• **Directions**
Rewrite the data below with every "indicate" changed to "mark" and everything else left as it is, and leave the pictures out of your answer.

§ §

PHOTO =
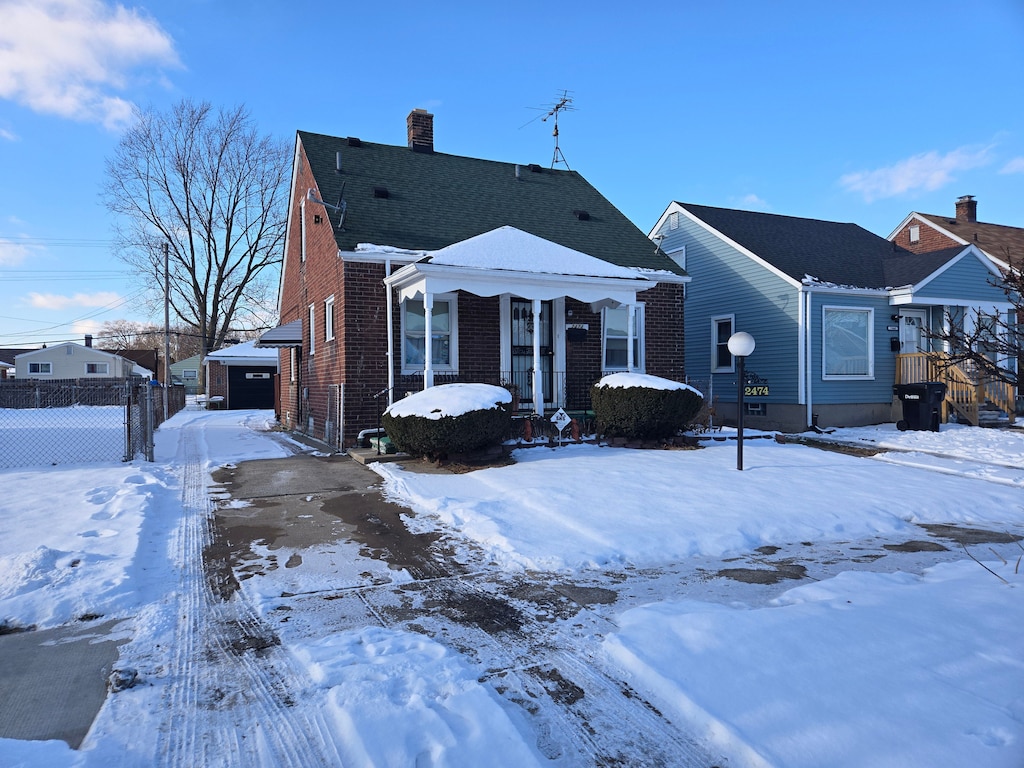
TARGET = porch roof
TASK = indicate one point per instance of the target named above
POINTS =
(288, 335)
(511, 261)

§ §

• **Expected answer**
PHOTO =
TARGET = porch roof
TASK = mark one point per instance of the target named above
POINTS =
(288, 335)
(511, 261)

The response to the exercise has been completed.